# WORK TASK:
Each line from the line that includes "Wildlife-tally request: put a marker on the brown" through the end of the material below must be transcribed exactly, with no other lines.

# RECORDS FOR PROCESSING:
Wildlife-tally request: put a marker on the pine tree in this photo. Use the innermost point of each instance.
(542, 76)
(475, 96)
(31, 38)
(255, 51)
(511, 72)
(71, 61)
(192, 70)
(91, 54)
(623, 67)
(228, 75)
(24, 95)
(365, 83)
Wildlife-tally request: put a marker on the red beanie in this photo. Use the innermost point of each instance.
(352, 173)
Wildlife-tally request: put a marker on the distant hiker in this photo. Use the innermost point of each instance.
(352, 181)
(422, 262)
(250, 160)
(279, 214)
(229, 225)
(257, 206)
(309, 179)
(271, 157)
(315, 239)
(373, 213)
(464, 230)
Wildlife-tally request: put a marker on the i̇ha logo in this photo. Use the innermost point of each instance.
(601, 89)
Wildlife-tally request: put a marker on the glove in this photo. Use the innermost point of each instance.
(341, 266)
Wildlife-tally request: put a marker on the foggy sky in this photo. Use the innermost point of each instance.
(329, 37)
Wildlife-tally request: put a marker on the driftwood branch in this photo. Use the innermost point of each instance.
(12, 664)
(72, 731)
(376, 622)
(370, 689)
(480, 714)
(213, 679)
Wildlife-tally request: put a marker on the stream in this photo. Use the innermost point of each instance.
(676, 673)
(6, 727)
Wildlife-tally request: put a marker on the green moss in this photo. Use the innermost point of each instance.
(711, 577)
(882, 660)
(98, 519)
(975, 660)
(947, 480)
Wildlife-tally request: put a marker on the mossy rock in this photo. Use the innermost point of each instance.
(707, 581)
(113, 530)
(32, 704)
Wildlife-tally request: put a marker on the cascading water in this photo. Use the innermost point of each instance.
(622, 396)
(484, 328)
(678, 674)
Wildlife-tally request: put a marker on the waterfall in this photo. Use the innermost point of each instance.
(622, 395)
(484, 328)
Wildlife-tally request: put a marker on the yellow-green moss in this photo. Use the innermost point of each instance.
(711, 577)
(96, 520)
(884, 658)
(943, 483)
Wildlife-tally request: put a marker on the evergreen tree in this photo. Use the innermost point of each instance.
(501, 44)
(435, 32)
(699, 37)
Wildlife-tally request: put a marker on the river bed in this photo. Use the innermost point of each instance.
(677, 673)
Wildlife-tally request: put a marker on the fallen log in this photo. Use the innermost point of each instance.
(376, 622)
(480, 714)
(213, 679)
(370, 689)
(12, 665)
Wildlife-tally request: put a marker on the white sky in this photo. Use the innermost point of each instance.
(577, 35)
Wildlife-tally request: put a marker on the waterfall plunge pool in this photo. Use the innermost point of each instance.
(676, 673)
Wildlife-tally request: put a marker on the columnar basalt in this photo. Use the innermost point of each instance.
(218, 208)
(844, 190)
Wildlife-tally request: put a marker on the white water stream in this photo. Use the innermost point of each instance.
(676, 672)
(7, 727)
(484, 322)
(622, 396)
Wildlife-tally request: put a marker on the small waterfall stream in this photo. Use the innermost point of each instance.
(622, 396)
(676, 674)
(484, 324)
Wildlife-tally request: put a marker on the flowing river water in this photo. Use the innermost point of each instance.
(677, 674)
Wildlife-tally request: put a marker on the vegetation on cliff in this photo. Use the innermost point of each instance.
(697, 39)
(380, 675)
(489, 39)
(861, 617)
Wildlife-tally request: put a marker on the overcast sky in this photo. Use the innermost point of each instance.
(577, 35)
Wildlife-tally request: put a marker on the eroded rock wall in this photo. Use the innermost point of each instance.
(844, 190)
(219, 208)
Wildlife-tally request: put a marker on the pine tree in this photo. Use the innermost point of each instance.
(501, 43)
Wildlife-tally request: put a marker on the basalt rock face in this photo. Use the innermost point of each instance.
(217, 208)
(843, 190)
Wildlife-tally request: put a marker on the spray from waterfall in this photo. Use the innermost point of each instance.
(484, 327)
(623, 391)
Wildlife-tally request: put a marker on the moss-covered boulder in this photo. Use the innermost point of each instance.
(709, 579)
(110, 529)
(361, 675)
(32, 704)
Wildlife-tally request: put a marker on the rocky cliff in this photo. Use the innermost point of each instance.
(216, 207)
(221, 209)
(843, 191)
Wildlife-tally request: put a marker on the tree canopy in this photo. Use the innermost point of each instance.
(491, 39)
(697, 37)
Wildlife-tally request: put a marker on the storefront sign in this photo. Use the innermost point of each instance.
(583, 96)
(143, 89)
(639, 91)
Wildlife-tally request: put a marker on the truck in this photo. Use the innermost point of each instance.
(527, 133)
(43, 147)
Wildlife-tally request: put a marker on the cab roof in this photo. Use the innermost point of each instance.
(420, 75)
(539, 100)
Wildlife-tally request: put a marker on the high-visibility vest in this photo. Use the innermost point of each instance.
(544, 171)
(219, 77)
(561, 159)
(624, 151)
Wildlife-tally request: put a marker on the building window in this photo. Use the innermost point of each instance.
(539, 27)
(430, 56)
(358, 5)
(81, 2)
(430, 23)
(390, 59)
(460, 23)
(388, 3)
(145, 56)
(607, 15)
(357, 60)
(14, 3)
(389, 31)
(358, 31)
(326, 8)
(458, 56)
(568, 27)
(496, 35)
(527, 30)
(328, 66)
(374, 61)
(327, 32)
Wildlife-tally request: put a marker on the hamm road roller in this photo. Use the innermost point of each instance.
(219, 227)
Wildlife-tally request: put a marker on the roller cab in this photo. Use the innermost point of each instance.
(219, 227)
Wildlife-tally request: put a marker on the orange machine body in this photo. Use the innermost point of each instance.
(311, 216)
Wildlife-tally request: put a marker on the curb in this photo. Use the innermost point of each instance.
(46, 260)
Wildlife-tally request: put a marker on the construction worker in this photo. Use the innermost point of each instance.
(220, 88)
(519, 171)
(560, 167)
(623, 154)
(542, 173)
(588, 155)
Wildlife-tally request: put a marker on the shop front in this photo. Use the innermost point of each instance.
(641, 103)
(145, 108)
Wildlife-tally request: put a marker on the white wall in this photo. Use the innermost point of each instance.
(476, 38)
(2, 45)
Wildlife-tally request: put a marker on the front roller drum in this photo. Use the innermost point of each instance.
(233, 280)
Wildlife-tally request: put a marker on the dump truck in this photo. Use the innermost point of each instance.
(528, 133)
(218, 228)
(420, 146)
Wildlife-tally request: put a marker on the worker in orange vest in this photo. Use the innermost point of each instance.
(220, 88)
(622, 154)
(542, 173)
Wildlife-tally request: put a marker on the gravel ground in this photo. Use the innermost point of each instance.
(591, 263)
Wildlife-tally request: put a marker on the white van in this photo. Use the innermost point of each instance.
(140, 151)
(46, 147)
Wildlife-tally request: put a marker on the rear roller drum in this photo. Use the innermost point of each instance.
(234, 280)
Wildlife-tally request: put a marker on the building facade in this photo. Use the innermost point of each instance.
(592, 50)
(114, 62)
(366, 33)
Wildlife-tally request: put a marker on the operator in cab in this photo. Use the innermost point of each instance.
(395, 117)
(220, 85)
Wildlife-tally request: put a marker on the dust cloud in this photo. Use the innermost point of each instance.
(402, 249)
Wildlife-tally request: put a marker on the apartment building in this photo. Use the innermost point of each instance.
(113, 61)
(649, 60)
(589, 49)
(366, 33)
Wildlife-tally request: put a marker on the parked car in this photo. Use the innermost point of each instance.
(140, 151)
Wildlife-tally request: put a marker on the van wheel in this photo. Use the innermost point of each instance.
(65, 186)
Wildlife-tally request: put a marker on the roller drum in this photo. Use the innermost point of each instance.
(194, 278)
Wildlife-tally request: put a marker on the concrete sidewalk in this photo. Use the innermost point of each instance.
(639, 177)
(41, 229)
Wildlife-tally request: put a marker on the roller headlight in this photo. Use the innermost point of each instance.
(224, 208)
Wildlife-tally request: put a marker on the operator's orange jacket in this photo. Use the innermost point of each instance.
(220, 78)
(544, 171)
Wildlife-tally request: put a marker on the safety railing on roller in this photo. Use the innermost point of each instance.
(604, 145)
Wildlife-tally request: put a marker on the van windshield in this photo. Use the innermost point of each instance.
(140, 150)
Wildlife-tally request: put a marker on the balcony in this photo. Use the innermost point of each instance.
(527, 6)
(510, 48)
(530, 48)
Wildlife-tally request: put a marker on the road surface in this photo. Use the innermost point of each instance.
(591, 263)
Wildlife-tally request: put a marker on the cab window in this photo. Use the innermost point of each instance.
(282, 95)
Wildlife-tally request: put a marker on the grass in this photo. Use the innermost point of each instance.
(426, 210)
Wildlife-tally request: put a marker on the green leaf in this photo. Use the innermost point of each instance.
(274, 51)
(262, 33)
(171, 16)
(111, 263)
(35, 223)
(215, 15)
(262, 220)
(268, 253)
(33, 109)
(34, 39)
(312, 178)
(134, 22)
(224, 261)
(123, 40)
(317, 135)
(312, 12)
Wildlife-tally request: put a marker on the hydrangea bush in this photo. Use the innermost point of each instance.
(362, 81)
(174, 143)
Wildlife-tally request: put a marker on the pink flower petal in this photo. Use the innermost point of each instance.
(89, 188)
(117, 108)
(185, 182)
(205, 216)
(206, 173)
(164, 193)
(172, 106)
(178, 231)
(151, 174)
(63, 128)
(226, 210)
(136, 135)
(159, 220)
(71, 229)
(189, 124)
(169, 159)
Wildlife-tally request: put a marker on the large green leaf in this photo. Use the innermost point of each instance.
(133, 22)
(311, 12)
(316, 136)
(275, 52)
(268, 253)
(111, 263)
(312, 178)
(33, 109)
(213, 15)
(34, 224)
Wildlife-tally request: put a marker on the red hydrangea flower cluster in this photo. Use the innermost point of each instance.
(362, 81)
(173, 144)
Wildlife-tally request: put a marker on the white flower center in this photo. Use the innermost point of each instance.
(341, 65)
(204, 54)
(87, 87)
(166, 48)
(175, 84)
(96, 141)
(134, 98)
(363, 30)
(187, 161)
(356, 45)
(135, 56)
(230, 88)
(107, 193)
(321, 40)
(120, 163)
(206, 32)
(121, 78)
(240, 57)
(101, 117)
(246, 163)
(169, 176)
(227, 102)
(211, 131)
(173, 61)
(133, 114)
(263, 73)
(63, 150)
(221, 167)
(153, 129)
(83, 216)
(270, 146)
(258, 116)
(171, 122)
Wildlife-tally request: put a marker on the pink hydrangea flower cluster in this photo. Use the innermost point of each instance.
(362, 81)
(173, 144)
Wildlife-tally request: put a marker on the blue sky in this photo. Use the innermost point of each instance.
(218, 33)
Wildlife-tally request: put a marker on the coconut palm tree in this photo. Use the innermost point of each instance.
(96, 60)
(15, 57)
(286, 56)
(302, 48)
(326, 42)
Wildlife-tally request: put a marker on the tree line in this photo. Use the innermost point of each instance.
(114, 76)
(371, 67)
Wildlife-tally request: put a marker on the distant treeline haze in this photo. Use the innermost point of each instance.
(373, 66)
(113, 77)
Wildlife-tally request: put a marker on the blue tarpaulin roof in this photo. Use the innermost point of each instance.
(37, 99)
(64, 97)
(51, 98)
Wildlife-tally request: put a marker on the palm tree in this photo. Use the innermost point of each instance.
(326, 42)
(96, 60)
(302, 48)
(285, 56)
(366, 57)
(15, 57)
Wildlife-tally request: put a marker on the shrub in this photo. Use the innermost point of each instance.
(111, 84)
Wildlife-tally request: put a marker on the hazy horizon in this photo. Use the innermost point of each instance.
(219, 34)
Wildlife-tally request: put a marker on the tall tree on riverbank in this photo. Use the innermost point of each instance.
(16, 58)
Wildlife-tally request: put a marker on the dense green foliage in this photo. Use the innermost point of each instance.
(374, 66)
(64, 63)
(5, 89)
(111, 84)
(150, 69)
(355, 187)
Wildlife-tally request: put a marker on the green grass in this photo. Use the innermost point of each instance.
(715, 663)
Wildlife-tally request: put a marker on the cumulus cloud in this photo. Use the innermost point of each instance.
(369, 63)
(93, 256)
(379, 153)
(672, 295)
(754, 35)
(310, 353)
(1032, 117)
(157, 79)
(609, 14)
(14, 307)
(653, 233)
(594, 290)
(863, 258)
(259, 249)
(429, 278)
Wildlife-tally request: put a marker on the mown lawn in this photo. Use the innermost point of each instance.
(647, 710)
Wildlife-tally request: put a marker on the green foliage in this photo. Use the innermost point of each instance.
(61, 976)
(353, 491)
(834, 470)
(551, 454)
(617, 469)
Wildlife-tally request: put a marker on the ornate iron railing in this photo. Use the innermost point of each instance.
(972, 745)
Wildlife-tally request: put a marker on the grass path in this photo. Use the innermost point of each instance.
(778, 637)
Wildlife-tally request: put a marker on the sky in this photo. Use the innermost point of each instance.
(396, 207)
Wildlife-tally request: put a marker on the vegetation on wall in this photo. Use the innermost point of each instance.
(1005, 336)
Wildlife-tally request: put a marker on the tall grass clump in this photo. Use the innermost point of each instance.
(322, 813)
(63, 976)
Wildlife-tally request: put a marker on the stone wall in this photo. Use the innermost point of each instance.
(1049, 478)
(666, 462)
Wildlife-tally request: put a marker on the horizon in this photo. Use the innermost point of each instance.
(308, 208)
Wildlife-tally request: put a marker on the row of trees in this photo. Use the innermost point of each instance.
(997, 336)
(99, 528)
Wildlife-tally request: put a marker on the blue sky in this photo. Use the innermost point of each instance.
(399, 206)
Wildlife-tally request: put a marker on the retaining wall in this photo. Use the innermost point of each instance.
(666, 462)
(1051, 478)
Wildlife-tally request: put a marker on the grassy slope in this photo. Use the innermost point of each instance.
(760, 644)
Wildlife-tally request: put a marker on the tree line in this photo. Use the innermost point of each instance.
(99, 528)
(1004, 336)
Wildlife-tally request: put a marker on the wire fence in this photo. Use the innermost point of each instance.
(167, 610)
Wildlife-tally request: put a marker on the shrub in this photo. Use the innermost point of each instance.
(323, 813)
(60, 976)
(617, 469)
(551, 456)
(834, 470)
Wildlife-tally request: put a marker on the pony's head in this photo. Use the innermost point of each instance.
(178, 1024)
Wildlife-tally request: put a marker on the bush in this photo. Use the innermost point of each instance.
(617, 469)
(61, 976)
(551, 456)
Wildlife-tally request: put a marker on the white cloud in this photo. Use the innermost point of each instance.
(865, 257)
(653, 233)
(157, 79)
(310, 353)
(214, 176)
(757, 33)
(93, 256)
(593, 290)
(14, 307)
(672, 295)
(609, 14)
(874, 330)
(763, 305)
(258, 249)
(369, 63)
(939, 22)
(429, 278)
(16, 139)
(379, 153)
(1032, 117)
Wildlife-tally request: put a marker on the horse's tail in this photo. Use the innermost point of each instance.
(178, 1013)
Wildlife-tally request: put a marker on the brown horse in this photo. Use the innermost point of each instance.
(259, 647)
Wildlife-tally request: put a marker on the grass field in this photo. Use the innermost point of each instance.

# EXERCISE RESPONSE:
Wildlife-tally request: put a marker on the brown horse in this photo. Use the innermost point of each instance.
(259, 647)
Wildlife-tally request: put a marker on the grass field in this photo. Use the innermost point of each instance.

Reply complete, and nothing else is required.